=== Challenge ===
Your task is to transcribe the entries below exactly, beginning with the line containing "Put a dot on each instance of the white flower" and ending with the final line, and to add nothing else.

=== Data in this exercise ===

-- begin --

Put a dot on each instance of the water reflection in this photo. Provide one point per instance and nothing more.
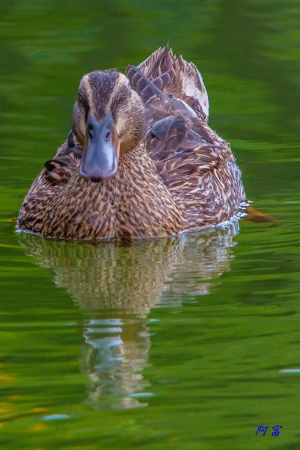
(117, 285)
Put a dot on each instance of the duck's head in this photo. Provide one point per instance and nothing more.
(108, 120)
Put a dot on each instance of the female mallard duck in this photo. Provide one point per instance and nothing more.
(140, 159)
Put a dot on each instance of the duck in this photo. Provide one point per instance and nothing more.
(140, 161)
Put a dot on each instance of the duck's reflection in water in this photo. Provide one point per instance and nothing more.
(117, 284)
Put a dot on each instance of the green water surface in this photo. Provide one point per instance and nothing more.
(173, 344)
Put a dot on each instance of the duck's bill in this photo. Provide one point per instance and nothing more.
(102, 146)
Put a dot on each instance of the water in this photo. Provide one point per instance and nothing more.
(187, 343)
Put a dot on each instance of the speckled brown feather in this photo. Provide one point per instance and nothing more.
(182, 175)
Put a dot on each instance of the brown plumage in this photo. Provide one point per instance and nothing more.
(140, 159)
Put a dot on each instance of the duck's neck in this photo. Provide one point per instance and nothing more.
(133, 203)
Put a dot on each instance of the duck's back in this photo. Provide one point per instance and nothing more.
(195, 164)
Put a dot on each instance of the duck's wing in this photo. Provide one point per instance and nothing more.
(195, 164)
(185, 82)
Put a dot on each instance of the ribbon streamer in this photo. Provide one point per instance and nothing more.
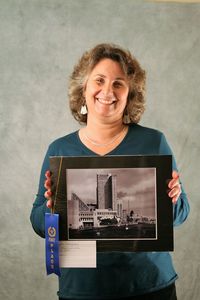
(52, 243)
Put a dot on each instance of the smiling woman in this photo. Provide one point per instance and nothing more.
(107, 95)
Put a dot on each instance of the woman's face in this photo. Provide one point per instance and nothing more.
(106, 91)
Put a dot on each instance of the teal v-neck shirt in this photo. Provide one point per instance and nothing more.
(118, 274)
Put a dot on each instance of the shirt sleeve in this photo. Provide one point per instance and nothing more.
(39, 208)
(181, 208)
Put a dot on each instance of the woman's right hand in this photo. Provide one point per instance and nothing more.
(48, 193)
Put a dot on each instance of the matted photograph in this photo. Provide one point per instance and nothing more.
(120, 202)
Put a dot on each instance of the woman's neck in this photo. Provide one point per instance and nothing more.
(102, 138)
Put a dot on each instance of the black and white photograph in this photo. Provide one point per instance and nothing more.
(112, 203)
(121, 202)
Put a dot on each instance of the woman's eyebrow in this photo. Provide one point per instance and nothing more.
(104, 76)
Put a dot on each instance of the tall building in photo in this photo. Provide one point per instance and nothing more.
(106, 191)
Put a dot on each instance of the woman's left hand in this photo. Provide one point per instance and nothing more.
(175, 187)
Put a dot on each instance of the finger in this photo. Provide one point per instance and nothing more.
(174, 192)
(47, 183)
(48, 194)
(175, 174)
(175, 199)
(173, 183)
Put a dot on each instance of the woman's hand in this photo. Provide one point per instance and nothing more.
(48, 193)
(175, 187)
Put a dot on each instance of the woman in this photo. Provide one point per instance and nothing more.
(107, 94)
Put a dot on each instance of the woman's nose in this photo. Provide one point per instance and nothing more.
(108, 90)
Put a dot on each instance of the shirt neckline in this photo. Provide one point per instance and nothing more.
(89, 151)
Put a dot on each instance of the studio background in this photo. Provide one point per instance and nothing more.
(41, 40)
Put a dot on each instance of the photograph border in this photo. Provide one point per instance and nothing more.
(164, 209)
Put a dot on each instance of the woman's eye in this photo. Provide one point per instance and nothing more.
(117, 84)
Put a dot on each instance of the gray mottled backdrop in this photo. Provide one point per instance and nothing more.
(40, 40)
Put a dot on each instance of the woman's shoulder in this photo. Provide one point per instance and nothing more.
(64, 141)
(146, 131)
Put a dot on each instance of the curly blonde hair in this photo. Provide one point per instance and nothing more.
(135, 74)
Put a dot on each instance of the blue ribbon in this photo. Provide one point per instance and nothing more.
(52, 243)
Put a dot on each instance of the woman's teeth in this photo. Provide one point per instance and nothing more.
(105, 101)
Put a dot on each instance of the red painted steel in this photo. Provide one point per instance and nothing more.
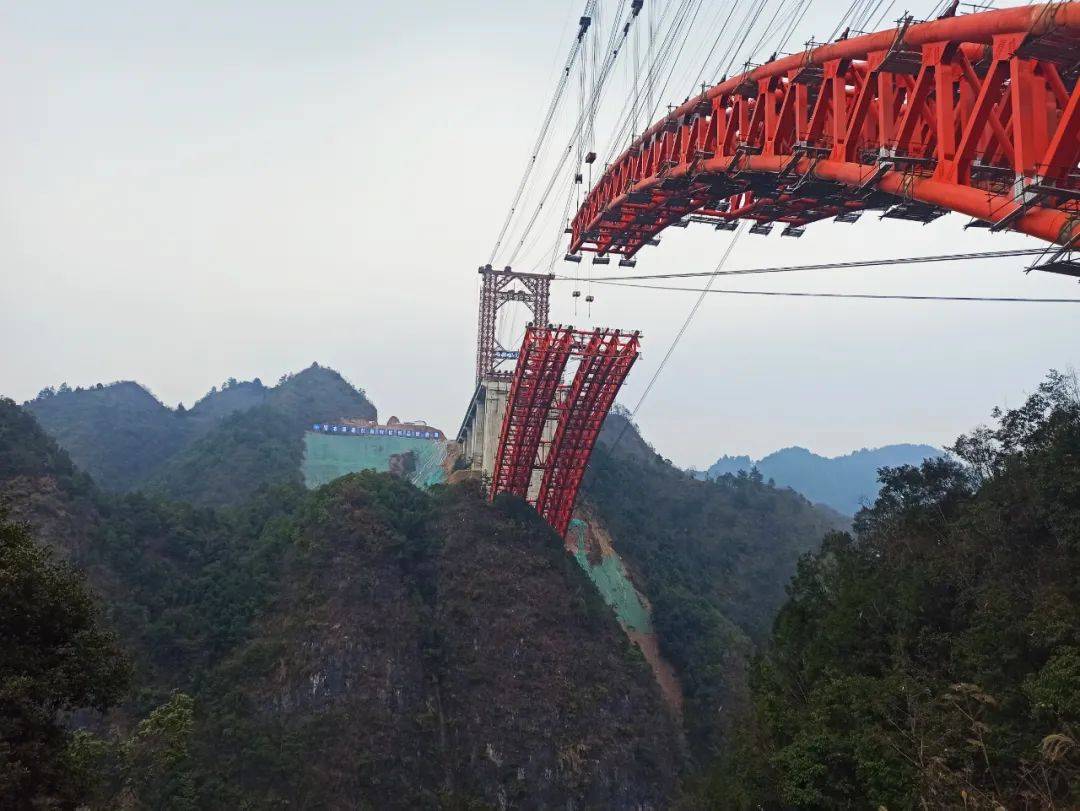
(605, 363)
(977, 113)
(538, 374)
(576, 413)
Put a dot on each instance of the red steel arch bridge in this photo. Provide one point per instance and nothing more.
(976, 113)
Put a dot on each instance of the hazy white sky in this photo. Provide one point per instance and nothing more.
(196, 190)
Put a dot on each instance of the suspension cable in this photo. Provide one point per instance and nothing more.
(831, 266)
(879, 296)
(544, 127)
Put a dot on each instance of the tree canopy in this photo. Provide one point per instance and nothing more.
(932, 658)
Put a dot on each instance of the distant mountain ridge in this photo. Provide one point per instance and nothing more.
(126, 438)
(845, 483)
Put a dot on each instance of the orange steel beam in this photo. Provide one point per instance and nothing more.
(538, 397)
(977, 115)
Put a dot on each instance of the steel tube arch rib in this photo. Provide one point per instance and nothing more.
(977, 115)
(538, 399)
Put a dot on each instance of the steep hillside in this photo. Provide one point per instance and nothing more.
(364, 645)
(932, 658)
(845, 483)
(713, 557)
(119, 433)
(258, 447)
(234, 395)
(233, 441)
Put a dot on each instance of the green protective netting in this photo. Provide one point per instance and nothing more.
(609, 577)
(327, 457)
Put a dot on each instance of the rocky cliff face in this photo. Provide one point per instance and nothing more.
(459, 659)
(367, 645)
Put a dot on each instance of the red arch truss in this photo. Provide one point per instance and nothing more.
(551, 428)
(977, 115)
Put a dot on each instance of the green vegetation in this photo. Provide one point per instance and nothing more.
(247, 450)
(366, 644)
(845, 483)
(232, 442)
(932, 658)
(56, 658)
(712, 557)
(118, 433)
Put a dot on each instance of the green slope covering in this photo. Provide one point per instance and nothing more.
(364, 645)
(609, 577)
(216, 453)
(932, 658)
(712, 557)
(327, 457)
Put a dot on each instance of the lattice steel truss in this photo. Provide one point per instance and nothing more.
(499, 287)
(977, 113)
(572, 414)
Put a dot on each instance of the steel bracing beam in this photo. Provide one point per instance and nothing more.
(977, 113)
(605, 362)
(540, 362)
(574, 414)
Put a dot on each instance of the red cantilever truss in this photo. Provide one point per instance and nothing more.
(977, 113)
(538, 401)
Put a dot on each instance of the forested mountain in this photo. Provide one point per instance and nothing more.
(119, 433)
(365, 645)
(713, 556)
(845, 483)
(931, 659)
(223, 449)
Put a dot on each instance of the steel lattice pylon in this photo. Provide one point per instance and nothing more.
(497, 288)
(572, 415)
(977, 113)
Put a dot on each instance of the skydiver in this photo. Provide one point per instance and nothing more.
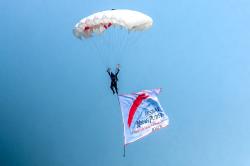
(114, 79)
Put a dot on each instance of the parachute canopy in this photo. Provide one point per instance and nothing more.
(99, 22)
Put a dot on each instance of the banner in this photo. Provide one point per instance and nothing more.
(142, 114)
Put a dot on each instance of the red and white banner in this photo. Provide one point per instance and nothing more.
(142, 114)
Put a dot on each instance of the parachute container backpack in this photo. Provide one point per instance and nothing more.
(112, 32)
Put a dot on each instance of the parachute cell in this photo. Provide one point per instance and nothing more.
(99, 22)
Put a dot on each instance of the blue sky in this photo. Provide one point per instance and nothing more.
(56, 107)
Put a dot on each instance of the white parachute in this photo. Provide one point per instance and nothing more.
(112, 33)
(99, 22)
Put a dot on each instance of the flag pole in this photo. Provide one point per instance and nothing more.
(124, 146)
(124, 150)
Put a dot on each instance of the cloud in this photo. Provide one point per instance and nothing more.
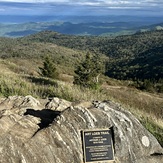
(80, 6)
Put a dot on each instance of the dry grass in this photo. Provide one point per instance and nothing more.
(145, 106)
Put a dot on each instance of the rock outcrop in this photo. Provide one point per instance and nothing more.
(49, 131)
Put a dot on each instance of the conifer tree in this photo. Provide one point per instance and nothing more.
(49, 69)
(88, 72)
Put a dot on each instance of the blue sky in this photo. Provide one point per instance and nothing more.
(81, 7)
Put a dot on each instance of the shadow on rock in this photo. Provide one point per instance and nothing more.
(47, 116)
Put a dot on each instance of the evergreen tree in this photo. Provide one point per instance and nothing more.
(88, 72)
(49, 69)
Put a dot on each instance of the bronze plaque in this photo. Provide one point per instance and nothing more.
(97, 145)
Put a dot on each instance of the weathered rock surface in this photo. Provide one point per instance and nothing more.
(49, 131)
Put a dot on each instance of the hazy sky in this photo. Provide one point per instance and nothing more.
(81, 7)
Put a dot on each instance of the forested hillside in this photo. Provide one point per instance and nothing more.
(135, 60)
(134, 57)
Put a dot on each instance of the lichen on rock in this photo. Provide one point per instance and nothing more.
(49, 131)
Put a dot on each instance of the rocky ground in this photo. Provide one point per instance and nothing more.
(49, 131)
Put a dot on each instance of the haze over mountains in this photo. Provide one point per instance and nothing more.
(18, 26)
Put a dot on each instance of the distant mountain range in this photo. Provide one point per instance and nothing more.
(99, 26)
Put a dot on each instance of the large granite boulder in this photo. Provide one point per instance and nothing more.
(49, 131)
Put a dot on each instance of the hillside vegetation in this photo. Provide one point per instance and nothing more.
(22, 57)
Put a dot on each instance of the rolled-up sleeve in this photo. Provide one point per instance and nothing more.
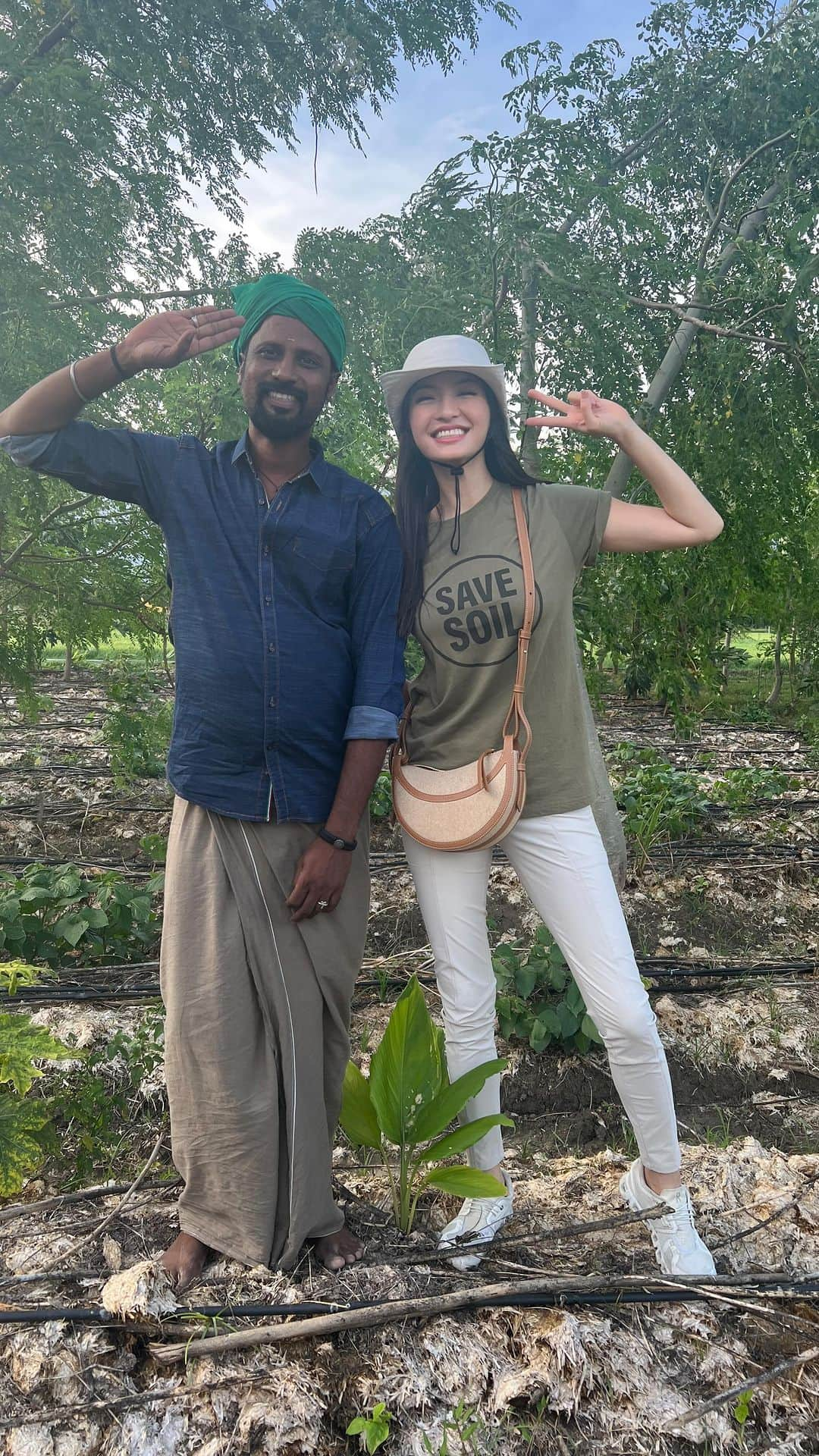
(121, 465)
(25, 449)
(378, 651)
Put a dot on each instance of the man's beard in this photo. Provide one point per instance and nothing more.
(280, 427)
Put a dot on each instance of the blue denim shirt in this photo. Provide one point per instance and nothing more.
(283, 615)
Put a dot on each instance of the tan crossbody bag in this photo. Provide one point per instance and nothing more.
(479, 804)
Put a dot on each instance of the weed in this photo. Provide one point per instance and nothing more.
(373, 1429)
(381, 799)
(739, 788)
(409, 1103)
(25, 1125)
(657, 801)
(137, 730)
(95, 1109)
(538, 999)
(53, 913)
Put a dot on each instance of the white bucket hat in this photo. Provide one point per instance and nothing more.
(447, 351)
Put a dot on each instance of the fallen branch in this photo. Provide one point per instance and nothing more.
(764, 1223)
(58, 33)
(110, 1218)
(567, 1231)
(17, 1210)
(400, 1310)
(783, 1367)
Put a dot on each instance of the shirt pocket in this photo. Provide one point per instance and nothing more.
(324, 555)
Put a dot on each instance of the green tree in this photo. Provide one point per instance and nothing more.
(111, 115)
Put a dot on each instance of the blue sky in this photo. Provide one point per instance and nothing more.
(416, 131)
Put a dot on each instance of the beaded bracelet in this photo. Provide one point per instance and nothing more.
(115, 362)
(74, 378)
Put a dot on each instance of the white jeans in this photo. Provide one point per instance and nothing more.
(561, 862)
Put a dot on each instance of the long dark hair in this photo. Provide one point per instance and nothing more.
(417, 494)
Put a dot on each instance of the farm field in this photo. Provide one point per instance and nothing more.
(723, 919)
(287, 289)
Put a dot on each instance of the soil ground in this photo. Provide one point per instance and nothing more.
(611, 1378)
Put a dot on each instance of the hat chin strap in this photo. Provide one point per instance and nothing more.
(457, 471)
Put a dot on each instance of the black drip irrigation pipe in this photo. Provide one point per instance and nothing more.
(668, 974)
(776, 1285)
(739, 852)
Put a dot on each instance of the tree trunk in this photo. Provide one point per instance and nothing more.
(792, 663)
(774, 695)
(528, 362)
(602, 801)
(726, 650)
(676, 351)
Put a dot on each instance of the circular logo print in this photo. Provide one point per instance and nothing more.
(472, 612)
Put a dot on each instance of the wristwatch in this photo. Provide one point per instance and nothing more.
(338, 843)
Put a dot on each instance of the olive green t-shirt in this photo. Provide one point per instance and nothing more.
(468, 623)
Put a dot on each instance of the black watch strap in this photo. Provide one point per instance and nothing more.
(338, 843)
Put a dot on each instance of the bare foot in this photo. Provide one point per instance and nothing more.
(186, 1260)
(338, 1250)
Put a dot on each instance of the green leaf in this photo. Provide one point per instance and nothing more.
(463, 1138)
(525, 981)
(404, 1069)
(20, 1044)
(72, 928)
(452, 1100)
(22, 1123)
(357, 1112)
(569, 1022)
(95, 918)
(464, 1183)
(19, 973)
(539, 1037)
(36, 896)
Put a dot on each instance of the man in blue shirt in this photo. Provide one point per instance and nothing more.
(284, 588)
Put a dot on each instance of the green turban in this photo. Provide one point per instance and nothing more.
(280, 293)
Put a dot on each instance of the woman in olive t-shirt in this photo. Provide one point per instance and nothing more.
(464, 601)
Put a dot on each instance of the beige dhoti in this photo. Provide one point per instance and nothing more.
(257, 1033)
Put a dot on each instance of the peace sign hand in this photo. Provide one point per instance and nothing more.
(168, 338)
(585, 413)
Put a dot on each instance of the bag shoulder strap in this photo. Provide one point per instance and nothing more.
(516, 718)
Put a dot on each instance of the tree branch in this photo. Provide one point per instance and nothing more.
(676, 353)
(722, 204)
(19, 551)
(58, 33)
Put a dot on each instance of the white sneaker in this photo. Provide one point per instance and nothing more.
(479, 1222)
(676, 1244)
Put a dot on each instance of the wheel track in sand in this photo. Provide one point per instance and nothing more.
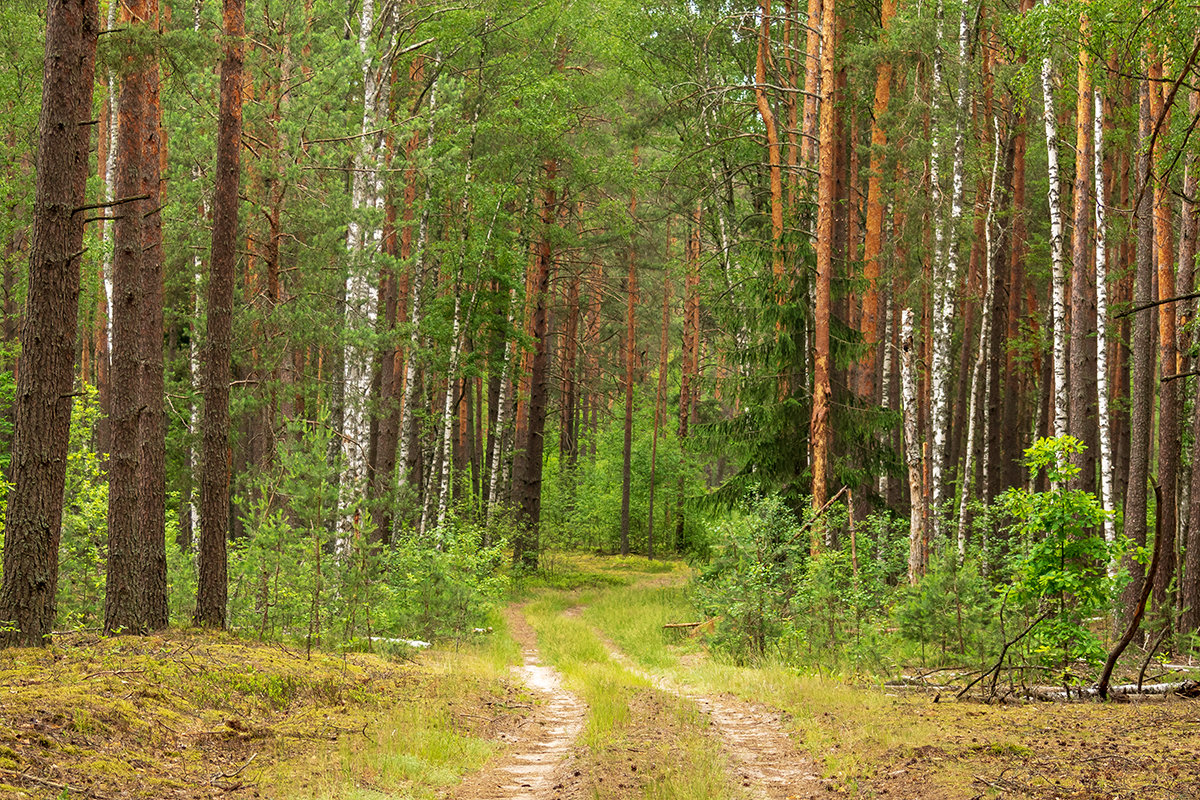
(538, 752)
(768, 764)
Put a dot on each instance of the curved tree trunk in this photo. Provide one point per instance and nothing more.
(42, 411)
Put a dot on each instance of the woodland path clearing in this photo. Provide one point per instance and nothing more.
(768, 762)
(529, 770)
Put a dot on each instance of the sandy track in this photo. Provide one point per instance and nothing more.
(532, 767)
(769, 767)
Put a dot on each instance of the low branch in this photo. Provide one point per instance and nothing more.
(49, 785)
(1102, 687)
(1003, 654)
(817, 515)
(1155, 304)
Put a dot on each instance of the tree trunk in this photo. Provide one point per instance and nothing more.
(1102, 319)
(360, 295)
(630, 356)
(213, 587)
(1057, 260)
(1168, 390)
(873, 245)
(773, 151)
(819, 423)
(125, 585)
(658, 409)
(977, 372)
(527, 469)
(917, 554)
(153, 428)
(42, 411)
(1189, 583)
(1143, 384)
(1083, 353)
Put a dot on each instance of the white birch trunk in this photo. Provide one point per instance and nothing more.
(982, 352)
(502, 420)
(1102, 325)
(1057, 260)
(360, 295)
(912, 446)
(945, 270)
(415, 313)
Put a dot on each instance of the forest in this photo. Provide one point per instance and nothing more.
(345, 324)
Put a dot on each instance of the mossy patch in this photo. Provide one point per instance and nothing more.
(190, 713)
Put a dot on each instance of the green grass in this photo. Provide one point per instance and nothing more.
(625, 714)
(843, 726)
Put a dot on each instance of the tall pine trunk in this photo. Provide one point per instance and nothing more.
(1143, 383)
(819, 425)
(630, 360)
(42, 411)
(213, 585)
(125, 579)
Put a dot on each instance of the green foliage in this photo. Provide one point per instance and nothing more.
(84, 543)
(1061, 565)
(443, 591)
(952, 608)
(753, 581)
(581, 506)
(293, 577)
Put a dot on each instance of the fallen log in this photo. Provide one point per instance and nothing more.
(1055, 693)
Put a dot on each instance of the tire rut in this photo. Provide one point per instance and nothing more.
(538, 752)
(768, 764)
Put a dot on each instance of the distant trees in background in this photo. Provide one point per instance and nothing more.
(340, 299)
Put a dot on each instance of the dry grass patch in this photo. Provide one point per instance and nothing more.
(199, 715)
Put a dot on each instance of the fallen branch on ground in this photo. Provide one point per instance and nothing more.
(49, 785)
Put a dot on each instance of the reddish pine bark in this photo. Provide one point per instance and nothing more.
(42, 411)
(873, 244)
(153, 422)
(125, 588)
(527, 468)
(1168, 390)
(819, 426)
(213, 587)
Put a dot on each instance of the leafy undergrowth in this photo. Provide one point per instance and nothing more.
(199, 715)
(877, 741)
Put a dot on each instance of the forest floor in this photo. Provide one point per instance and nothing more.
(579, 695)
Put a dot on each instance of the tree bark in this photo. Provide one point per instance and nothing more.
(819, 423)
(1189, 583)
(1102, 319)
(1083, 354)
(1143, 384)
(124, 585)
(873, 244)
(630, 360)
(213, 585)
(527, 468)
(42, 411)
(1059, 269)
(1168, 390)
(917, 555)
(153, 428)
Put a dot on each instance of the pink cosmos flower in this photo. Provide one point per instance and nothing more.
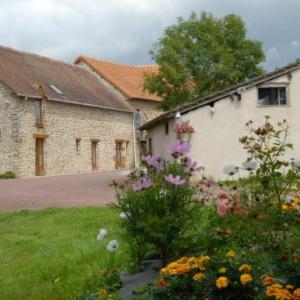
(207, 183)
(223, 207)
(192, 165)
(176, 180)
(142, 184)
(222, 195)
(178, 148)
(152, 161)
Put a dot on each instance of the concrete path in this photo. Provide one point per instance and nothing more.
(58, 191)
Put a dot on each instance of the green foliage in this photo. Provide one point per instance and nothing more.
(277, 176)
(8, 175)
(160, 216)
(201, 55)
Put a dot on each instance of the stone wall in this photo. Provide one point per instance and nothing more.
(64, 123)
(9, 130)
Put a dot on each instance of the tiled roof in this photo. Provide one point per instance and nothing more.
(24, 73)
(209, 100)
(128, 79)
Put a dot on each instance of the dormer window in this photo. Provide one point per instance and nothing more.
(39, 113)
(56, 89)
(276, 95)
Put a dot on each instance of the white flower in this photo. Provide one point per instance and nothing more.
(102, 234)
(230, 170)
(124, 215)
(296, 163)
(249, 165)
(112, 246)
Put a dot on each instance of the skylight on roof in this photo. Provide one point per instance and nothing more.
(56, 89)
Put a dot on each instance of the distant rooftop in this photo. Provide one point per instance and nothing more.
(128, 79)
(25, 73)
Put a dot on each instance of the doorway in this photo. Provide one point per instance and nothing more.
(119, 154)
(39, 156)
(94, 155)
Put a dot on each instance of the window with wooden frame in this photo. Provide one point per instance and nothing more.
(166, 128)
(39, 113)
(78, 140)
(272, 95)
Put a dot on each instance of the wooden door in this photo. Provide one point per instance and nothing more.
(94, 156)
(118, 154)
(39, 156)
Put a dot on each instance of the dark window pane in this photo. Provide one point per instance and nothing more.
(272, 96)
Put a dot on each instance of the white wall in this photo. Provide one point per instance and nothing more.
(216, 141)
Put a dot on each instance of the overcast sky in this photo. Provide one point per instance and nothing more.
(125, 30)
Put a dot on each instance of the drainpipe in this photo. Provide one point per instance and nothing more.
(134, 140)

-- end --

=== Solution for this task ===
Put a dot on each instance of the white flower in this photo. Provide one point per instance and nothing more.
(102, 234)
(230, 170)
(124, 215)
(296, 163)
(249, 165)
(112, 246)
Put a dot on each instance of the skylight on roof in this photo. Provide one point per instance and nothing more.
(56, 89)
Put a dot on each instance of the distant rooftop in this photo. Provide one point per instance and nothing more.
(128, 79)
(25, 73)
Put a dot on each instance of the doorway in this photo. Provide one point per instance and nothing more.
(119, 154)
(39, 156)
(94, 155)
Put a dot on each instance of the window with wooden frame in this photo. Provide one point per instance and nothing more.
(166, 128)
(39, 113)
(78, 140)
(272, 95)
Put a dot on each instance of the wooden door in this photo. Provide one point per instance and nothing more.
(94, 156)
(118, 154)
(39, 156)
Put a dot on each instance of the dark window pane in this photo. Provide one point per instance and nothing more.
(272, 96)
Put a dot on each instance of the white wall in this photo. Provide one point per instance and nothing more.
(216, 141)
Put a dot on each instance of the overcast sky in this photo. Provide one point per instance and nothing more.
(125, 30)
Put a dot on each instance of the drainpipe in this photo. Provide one point per instance and nothing more.
(134, 140)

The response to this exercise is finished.